→ **ЧТО СДЕЛАТЬ**
a. Ответьте по тексту о поездке в Полотняный Завод на три вопроса:
(i) В каком месяце и году коляска Пушкина въехала в усадьбу?
(ii) Сколько троек увезли семью из Полотняного в Москву?
(iii) Сколько наименований книг насчитывал регистр, составленный Дмитрием Николаевичем?
b. Продолжите текст о поездке в Полотняный Завод, начав сразу после его последнего предложения.

→ **ИСХОДНЫЙ ТЕКСТ**
Так что, отправляясь с детьми в Полотняный Завод, Наталия Николаевна надеялась склонить мать к милости, – дабы не чинила та препятствий Катеньке и Азиньке в их переезде в Петербург. Да и с братом Митей необходимо переговорить о финансовой стороне дела.

Итак, Натали с детьми благополучно достигла родной усадьбы, и три сестры после долгой разлуки наконец-то воссоединились. Объятия, поцелуи, восторги! Первая бурная радость встречи стала понемногу утихать.

Но как занимали разговоры о будущей столичной жизни Катю и Азю, как сладко замирали их сердца, внимая рассказам Таши о светских раутах, балах и вечерах, о красавце-Петербурге, его набережных, соборах, дворцах!

Пушкина держат в столице дела, хотя он всем сердцем рвётся к семье, в Полотняный. И вот, наконец, в августе 1834‐го дорожная коляска поэта въезжает в усадебные Спасские ворота, и кони замирают, как вкопанные, у парадного крыльца фамильного дворца, где гостя восторженно встречают домочадцы: жена, дети, свояченицы, шурин и вся многочисленная дворня.

Две недели мирной счастливой жизни Пушкина: прогулки по парку и по берегам Суходрева, пешие и верховые, чтение старых книг в домашней библиотеке, семейные чаепития.

Незаметно истёк август, – календарь исправно повёл отсчёт сентябрьским дням. В один из них с усадебного двора резво взяли разбег целых четыре тройки, да ещё два жеребчика про запас, увозя в Москву из Полотняного Пушкина с женой, детьми и свояченицами.

  • Обоз обычный, три кибитки
  • Везут домашние пожитки…

Вместе с домашним скарбом погрузили на подводу и книги, взятые Пушкиным из фамильной библиотеки. Дмитрий Николаевич составил им подробный регистр: свыше восьмидесяти наименований фолиантов, многие из коих датировались восемнадцатым столетием, по истории, философии, географии отобрал для чтения и работы Александр Сергеевич.

→ **МАТЕРИАЛ ДЛЯ РАБОТЫ**
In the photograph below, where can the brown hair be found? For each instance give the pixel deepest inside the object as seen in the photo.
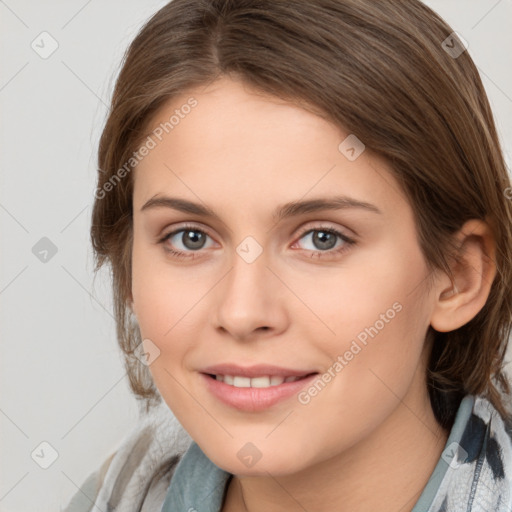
(381, 71)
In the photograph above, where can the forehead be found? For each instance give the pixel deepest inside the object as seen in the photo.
(240, 146)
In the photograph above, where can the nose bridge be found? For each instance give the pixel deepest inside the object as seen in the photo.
(247, 298)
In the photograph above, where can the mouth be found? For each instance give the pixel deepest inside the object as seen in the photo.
(262, 381)
(255, 393)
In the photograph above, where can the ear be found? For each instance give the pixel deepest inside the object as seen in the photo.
(459, 301)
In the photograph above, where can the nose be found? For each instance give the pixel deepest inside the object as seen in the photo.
(250, 300)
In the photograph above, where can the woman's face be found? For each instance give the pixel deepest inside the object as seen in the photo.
(271, 277)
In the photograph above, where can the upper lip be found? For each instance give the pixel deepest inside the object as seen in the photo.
(254, 371)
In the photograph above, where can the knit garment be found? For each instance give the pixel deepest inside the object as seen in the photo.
(159, 468)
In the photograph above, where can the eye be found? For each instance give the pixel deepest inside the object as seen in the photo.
(325, 239)
(183, 242)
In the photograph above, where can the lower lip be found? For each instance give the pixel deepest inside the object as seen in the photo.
(254, 399)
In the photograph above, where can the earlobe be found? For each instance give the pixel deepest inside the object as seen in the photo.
(473, 274)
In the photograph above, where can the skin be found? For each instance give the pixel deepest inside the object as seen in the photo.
(243, 154)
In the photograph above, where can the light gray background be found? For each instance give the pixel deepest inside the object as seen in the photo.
(61, 374)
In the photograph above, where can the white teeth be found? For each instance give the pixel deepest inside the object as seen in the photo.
(255, 382)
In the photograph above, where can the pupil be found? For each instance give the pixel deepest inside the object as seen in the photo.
(321, 243)
(193, 239)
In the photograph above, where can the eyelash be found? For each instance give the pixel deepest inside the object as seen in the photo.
(348, 242)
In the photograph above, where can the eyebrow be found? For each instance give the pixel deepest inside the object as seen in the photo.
(291, 209)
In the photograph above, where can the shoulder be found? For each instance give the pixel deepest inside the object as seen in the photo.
(139, 472)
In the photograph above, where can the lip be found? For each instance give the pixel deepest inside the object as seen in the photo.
(254, 399)
(255, 371)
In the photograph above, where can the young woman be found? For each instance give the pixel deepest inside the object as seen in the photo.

→ **ОТВЕТЫ ПО ЗАДАНИЯМ**
a.
(i) В августе 1834 года.
(ii) Четыре тройки.
(iii) Свыше восьмидесяти.

b.
Домашняя библиотека славилась в округе своим великолепием и богатством, да и бесчисленные её тома не пылились в книжных шкафах: к чтению наследников и наследниц Гончаровых приучали с детства. Все три сестры – Катя, Азя, Таша – слыли весьма образованными и начитанными барышнями. Возможно, и знакомые строки из «Капитанской дочки» обращены к гончаровской библиотеке:

«Редко наша красавица являлась посреди гостей, пирующих у Кирила Петровича. Огромная библиотека, составленная большею частию из сочинений французских писателей XVIII века, была отдана в её распоряжение».

Дмитрий Гончаров счёт любил и, верно, пытался подражать в хозяйских делах славному прадеду Афанасию Абрамовичу: истраченные двести рублей ямщикам на дорогу до Первопрестольной отнёс на счета семейства поэта и обеих сестер.

Проводив, как и подобало доброму брату, сестёр вначале до Москвы, а затем до Петербурга, Дмитрий Николаевич, вернувшись в Полотняный Завод, вновь раскрыл расходную книгу: «Из Петербурга до Москвы издержано – 357 р. 82 к. От Москвы до Завода – 76 р. 62 к.».

В Москве пути Пушкина и трёх сестёр разошлись: он отправился в нижегородское сельцо Болдино, а всё его разросшееся семейство двинулось в путь к Петербургу.

И как тут не вспомнить других классических героинь!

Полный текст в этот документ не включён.